(Source data)

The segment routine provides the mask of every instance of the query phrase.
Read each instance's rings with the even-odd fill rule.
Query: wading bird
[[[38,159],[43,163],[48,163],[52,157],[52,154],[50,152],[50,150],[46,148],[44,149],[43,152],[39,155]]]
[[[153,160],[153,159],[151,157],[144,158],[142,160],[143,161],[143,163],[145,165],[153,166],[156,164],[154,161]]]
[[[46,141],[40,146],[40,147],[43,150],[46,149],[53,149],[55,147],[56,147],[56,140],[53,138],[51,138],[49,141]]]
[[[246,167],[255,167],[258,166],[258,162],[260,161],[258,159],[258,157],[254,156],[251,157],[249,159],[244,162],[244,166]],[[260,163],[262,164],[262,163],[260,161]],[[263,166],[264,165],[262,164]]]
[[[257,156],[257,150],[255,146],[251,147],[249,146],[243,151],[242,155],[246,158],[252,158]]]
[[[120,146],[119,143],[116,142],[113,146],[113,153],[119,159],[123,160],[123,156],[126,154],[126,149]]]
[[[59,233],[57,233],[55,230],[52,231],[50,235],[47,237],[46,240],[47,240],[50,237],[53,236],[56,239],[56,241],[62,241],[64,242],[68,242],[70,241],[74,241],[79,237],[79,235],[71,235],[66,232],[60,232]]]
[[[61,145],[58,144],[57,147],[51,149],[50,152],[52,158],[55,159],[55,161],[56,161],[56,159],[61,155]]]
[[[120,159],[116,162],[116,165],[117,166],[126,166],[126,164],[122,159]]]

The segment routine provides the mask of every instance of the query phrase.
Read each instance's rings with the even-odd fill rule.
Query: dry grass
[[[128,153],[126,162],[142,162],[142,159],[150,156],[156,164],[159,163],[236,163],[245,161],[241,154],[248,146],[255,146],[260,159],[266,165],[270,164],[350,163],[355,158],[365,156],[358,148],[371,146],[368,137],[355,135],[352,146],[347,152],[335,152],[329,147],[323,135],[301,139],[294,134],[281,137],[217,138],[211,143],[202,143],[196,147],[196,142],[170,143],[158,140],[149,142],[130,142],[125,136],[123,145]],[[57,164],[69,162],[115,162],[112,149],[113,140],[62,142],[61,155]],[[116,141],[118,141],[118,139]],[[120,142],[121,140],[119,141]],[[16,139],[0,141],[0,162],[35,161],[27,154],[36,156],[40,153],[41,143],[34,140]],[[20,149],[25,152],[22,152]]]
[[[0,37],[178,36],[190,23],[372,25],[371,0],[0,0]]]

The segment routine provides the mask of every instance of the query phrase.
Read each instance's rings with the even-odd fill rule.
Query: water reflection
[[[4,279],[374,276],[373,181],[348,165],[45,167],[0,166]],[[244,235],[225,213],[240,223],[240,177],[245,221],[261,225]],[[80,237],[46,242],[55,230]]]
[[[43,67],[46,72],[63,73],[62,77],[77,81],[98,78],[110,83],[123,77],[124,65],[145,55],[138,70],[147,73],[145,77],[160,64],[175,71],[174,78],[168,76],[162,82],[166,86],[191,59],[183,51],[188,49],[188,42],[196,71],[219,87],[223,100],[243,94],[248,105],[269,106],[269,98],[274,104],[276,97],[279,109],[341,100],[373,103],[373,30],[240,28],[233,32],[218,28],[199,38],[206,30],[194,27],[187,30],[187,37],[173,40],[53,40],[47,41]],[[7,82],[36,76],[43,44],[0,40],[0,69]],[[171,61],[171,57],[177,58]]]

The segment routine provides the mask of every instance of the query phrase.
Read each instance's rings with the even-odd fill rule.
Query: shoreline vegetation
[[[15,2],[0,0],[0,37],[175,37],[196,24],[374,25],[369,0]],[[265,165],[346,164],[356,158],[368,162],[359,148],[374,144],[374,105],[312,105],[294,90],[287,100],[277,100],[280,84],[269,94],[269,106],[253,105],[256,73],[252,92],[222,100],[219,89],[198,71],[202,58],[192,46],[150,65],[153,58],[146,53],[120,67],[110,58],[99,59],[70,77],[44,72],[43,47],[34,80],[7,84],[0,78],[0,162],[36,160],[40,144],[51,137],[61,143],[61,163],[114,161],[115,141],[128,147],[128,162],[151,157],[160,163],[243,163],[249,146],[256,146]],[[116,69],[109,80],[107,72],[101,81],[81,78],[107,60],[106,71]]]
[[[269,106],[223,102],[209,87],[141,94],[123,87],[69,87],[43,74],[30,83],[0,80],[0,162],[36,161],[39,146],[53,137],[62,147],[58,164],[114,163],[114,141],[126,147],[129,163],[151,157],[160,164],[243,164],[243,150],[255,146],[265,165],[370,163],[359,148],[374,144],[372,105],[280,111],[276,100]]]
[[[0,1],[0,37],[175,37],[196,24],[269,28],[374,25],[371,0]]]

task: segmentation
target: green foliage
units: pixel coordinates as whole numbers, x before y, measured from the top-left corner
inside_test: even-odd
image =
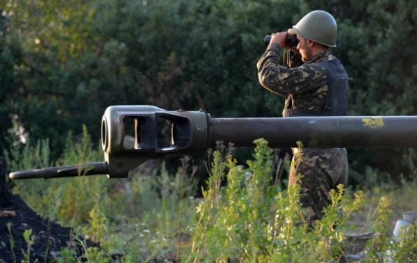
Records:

**What is being asked**
Render every line of the listing above as a Markdown table with the columns "No." and "Line," skipping blank lines. Leave the pictures out of the table.

**Task result**
| No. | Line |
|---|---|
| 1 | The segment routine provides the mask of every instance of the query phrase. |
| 2 | Read each instance's rings with the even-odd fill rule. |
| 3 | Query: wading bird |
| 4 | [[[38,159],[43,163],[48,163],[52,157],[52,154],[50,152],[50,150],[46,148],[44,149],[43,152],[39,155]]] |
| 5 | [[[153,160],[153,159],[151,157],[144,158],[142,160],[143,161],[143,163],[145,165],[153,166],[156,164],[154,161]]] |
| 6 | [[[46,141],[40,146],[40,147],[43,150],[46,149],[53,149],[55,147],[56,147],[56,140],[53,138],[51,138],[49,141]]] |
| 7 | [[[246,167],[255,167],[258,166],[258,162],[260,161],[258,159],[258,157],[254,156],[251,157],[249,159],[244,162],[244,166]],[[260,163],[262,164],[262,163],[260,161]],[[263,166],[264,165],[262,164]]] |
| 8 | [[[257,156],[257,150],[255,146],[251,147],[249,146],[243,151],[242,155],[246,158],[252,158]]] |
| 9 | [[[120,146],[119,143],[116,142],[113,146],[113,153],[119,159],[123,160],[123,156],[126,154],[126,149]]] |
| 10 | [[[59,233],[57,233],[55,230],[52,231],[50,235],[47,237],[46,240],[47,240],[50,237],[53,236],[56,239],[56,241],[62,241],[64,242],[68,242],[70,241],[74,241],[79,237],[79,235],[71,235],[66,232],[60,232]]] |
| 11 | [[[61,145],[58,144],[57,147],[51,149],[50,152],[52,158],[55,159],[55,161],[56,161],[56,159],[61,155]]] |
| 12 | [[[120,159],[116,162],[116,165],[117,166],[126,166],[126,164],[122,159]]] |
| 13 | The segment routine provides the mask of every instance of the query phrase. |
| 14 | Read each instance's rings with the even-odd fill rule. |
| 15 | Query: dry grass |
| 16 | [[[128,153],[126,162],[142,162],[142,159],[150,156],[156,164],[159,163],[236,163],[245,161],[241,154],[248,146],[255,146],[260,159],[266,165],[270,164],[350,163],[355,158],[365,156],[358,148],[371,146],[368,137],[355,135],[352,146],[347,152],[335,152],[329,147],[323,135],[301,139],[294,134],[281,137],[217,138],[211,143],[202,143],[196,147],[196,142],[170,143],[158,140],[149,142],[130,142],[125,136],[123,145]],[[57,164],[69,162],[115,162],[112,149],[113,140],[62,142],[61,155]],[[116,141],[118,141],[118,139]],[[120,142],[121,140],[119,141]],[[16,139],[0,141],[0,162],[35,161],[27,154],[36,156],[40,153],[41,143],[34,140]],[[20,149],[25,152],[22,152]]] |
| 17 | [[[0,37],[178,36],[190,23],[372,25],[371,0],[0,0]]] |
| 18 | The segment routine provides the mask of every instance of the query phrase. |
| 19 | Read each instance's rings with the even-odd fill rule. |
| 20 | Query: water reflection |
| 21 | [[[4,279],[374,276],[373,181],[348,165],[45,167],[0,166]],[[244,235],[225,213],[240,223],[240,177],[245,221],[261,225]],[[80,237],[46,242],[55,230]]] |
| 22 | [[[43,67],[46,72],[63,73],[62,77],[77,81],[98,78],[110,83],[123,77],[124,65],[145,55],[138,70],[147,73],[145,77],[160,64],[175,71],[174,78],[168,76],[162,82],[166,86],[191,59],[183,51],[188,49],[188,42],[196,71],[219,87],[223,100],[243,94],[248,105],[269,106],[269,98],[274,104],[276,97],[279,109],[341,100],[373,103],[373,30],[240,28],[233,32],[218,28],[199,38],[206,30],[194,27],[187,30],[187,37],[173,40],[53,40],[47,41]],[[7,82],[36,76],[43,44],[0,40],[0,69]],[[171,61],[171,57],[177,58]]] |
| 23 | The segment routine provides the mask of every instance of the query phrase. |
| 24 | Read each instance's rings with the even-odd fill rule. |
| 25 | Query: shoreline vegetation |
| 26 | [[[15,2],[0,0],[0,37],[175,37],[196,24],[374,25],[369,0]],[[265,165],[346,164],[356,158],[368,162],[359,148],[374,144],[374,105],[312,105],[294,90],[287,100],[277,100],[280,84],[269,94],[269,106],[253,105],[256,73],[252,92],[222,100],[219,89],[198,71],[202,58],[192,46],[150,65],[153,58],[146,53],[120,67],[110,58],[99,59],[70,77],[44,72],[43,47],[34,80],[7,84],[0,78],[0,162],[36,160],[40,144],[51,137],[61,143],[61,163],[114,161],[115,141],[128,147],[128,162],[151,157],[160,163],[243,163],[249,146],[256,146]],[[116,69],[109,80],[107,72],[101,81],[81,78],[107,60],[106,71]]] |
| 27 | [[[269,106],[223,102],[209,87],[141,94],[123,87],[69,87],[43,74],[30,83],[0,80],[0,162],[36,161],[39,146],[53,137],[62,147],[58,164],[114,163],[114,141],[126,147],[129,163],[151,157],[160,164],[243,164],[243,150],[255,146],[265,165],[370,163],[359,148],[374,144],[372,105],[280,111],[276,100]]] |
| 28 | [[[0,1],[0,37],[175,37],[196,24],[269,28],[374,25],[371,0]]] |
| 29 | task: segmentation |
| 30 | target: green foliage |
| 31 | units: pixel coordinates as whole numbers, x before y, measured from the top-left corner |
| 32 | inside_test: even-odd |
| 33 | image = |
| 34 | Records: |